* Working data *
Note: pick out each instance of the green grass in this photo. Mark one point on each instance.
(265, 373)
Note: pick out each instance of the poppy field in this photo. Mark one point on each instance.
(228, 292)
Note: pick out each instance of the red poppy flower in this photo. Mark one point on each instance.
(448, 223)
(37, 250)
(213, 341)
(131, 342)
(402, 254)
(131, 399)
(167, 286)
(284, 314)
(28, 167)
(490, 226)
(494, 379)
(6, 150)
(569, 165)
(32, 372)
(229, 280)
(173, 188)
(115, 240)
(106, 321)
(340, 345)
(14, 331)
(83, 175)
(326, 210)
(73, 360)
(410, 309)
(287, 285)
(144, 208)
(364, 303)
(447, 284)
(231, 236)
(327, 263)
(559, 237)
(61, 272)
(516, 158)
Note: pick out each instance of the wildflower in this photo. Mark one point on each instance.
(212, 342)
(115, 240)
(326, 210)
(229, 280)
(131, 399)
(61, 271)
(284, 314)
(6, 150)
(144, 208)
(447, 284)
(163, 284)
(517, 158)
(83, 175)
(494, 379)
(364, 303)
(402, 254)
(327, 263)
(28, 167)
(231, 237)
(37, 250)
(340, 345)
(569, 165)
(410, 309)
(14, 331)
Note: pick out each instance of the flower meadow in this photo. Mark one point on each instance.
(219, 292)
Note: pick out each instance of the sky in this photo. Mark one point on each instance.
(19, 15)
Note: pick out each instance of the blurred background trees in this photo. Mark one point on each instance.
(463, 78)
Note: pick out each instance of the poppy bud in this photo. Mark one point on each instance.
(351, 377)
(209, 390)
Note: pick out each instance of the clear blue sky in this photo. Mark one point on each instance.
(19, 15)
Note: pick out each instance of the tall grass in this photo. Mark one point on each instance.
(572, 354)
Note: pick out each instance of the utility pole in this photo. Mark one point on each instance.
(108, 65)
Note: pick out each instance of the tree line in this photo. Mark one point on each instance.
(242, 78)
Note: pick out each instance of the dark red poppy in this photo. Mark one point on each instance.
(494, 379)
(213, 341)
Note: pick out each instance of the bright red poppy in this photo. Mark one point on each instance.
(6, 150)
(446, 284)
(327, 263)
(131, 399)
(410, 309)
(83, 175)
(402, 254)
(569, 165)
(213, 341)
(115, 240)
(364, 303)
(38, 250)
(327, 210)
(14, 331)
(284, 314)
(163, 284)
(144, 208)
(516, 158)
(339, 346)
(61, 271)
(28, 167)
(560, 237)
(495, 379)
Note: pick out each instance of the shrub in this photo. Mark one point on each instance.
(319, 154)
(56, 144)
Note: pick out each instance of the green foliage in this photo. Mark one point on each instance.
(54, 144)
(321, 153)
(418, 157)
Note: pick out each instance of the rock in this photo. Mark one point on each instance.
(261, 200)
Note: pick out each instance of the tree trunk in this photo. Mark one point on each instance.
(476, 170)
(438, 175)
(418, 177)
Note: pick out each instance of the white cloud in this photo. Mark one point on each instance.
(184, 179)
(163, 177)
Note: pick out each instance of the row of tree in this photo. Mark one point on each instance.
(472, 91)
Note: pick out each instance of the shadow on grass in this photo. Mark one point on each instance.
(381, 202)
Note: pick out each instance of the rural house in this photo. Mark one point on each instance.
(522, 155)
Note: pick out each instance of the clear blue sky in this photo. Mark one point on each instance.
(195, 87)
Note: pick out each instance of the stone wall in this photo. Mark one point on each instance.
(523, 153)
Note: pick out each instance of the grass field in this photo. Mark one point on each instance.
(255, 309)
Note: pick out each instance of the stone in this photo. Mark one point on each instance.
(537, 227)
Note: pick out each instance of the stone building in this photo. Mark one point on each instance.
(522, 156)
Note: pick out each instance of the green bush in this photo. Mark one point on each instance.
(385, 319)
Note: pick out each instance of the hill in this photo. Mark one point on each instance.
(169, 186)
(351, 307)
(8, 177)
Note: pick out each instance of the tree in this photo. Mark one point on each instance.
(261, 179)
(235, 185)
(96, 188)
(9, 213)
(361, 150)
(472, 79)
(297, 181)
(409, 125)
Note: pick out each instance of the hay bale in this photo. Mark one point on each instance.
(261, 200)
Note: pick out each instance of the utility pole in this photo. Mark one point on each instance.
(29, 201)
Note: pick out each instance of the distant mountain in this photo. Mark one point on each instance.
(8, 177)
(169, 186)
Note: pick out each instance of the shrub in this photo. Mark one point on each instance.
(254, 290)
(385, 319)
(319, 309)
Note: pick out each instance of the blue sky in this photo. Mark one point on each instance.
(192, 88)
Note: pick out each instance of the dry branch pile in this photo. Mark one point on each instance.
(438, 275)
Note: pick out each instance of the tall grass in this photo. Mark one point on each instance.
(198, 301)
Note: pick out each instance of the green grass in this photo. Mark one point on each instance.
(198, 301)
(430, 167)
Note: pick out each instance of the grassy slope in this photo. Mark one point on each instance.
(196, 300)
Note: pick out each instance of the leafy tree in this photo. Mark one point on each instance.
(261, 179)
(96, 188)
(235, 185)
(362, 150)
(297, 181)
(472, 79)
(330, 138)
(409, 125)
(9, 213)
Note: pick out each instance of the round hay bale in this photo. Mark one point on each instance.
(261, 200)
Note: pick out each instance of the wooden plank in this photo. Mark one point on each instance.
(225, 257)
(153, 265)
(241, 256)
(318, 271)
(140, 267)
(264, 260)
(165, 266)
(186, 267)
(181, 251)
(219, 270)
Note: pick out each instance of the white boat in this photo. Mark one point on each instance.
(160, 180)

* Task description *
All of the material is to be copied word for word.

* Output for this task *
Note: pick out each instance of the green grass in this photo. Mark one point on each instance.
(265, 373)
Note: pick out each instance of the poppy field in this photo. Mark one point on each instance.
(228, 292)
Note: pick out each instance of the red poppy flower in this photo. Mark one point on each instance.
(448, 223)
(37, 250)
(213, 341)
(131, 342)
(402, 254)
(131, 399)
(167, 286)
(284, 314)
(28, 167)
(490, 226)
(494, 379)
(6, 150)
(569, 165)
(32, 372)
(229, 280)
(173, 188)
(115, 240)
(106, 321)
(340, 345)
(14, 331)
(83, 175)
(326, 210)
(73, 360)
(410, 309)
(287, 285)
(144, 208)
(364, 303)
(447, 284)
(231, 236)
(327, 263)
(559, 237)
(61, 272)
(516, 158)
Note: pick out each instance of the wildflower in this photo. Mark one point on each instance.
(212, 342)
(115, 240)
(326, 210)
(229, 280)
(131, 399)
(61, 271)
(284, 314)
(6, 150)
(144, 208)
(447, 284)
(163, 284)
(517, 158)
(83, 175)
(494, 379)
(364, 303)
(402, 254)
(327, 263)
(28, 167)
(231, 237)
(37, 250)
(340, 345)
(569, 165)
(410, 309)
(14, 331)
Note: pick out each instance of the flower meadow in this photo. Mark one point on each instance.
(219, 292)
Note: pick out each instance of the sky in this photo. Mark one point on each instance.
(19, 15)
Note: pick out each instance of the blurred background trees in this photo. Mark one point on each instance.
(463, 78)
Note: pick out each instance of the poppy bud in this photo. Mark one point on each instance.
(351, 377)
(209, 390)
Note: pick out each instance of the clear blue sky in this photo. Mark one point on each instance.
(19, 15)
Note: pick out each instance of the tall grass in this photo. Mark one point on each instance.
(572, 354)
Note: pick out each instance of the utility pole in this photo. Mark one point on each instance.
(108, 65)
Note: pick out each instance of the tree line in this photo. Mark one point on each instance.
(242, 78)
Note: pick out each instance of the dark red poppy in this photo. Mark one point on each instance.
(494, 379)
(213, 341)
Note: pick out each instance of the bright red poppy in this photo. Mark one point on each instance.
(6, 150)
(446, 284)
(327, 263)
(131, 399)
(410, 309)
(83, 175)
(402, 254)
(569, 165)
(213, 341)
(115, 240)
(364, 303)
(38, 250)
(327, 210)
(14, 331)
(284, 314)
(163, 284)
(144, 208)
(516, 158)
(339, 346)
(61, 271)
(28, 167)
(560, 237)
(495, 379)
Note: pick out each instance of the shrub in this photo. Mark one point on each instance.
(319, 154)
(56, 144)
Note: pick out each instance of the green foliage in this photo. Mark one point on each instance.
(54, 144)
(321, 153)
(418, 157)
Note: pick out each instance of the rock in this photo. Mark one point on each instance.
(261, 200)
Note: pick out each instance of the tree trunk in this photo. Mark one point on each instance.
(476, 170)
(438, 175)
(418, 177)
Note: pick out each instance of the white cloud in this photo. Mark one point on each instance.
(184, 179)
(163, 177)
Note: pick out each instance of the row of tree in this photo. Mark one point on each instance.
(472, 91)
Note: pick out each instance of the shadow on grass in this photo. Mark one point on each instance.
(381, 202)
Note: pick out each instance of the rural house in this photo. Mark one point on each instance.
(522, 155)
Note: pick out each instance of the clear blue sky in this photo. Mark one point on each instance.
(195, 87)
Note: pick out each instance of the stone wall in this photo. Mark one point on each instance.
(523, 153)
Note: pick out each instance of the grass field in this photo. Mark one point on each instance.
(255, 309)
Note: pick out each instance of the stone in this photo. Mark one point on each instance.
(537, 227)
Note: pick out each instance of the stone building in this photo. Mark one point on each instance.
(522, 156)
Note: pick out each instance of the green bush in this photo. Mark one point on each instance.
(385, 319)
Note: pick out each instance of the hill in this photo. Mark one point on each instance.
(169, 186)
(351, 307)
(8, 177)
Note: pick out each instance of the tree in this photo. Mark one point on each instance.
(261, 179)
(235, 185)
(96, 188)
(9, 213)
(361, 150)
(472, 79)
(297, 181)
(409, 125)
Note: pick out each instance of the hay bale in this photo. Mark one point on each instance.
(261, 200)
Note: pick out each instance of the utility pole in this photo. Mark one point on each instance.
(29, 201)
Note: pick out each instance of the distant mountain in this photo. Mark one point on each instance.
(8, 177)
(169, 186)
Note: pick out each instance of the shrub in this photo. Mark one point on each instance.
(254, 290)
(385, 319)
(319, 309)
Note: pick out each instance of the blue sky in this photo. Mark one point on each instance.
(192, 88)
Note: pick out each instance of the dry branch pile in this photo. Mark one point on each instance.
(438, 275)
Note: pick out each instance of the tall grass in this photo. Mark one point on each instance.
(198, 301)
Note: pick out each instance of the green grass in this photo. Mark one point on each instance.
(198, 301)
(430, 167)
Note: pick out each instance of the grassy slope in this photo. Mark one point on each instance.
(196, 300)
Note: pick out each instance of the leafy tree in this photo. Mark one point on each instance.
(261, 179)
(96, 188)
(235, 185)
(362, 150)
(297, 181)
(472, 79)
(330, 138)
(409, 125)
(9, 213)
Note: pick out each instance of the round hay bale in this photo. Mark one point on each instance.
(261, 200)
Note: pick out each instance of the wooden plank in this photo. Mark one point on each instance.
(225, 257)
(153, 265)
(241, 256)
(318, 271)
(140, 267)
(264, 260)
(165, 266)
(186, 267)
(181, 251)
(219, 270)
Note: pick out each instance of the white boat in this photo. Mark one point on each instance.
(160, 180)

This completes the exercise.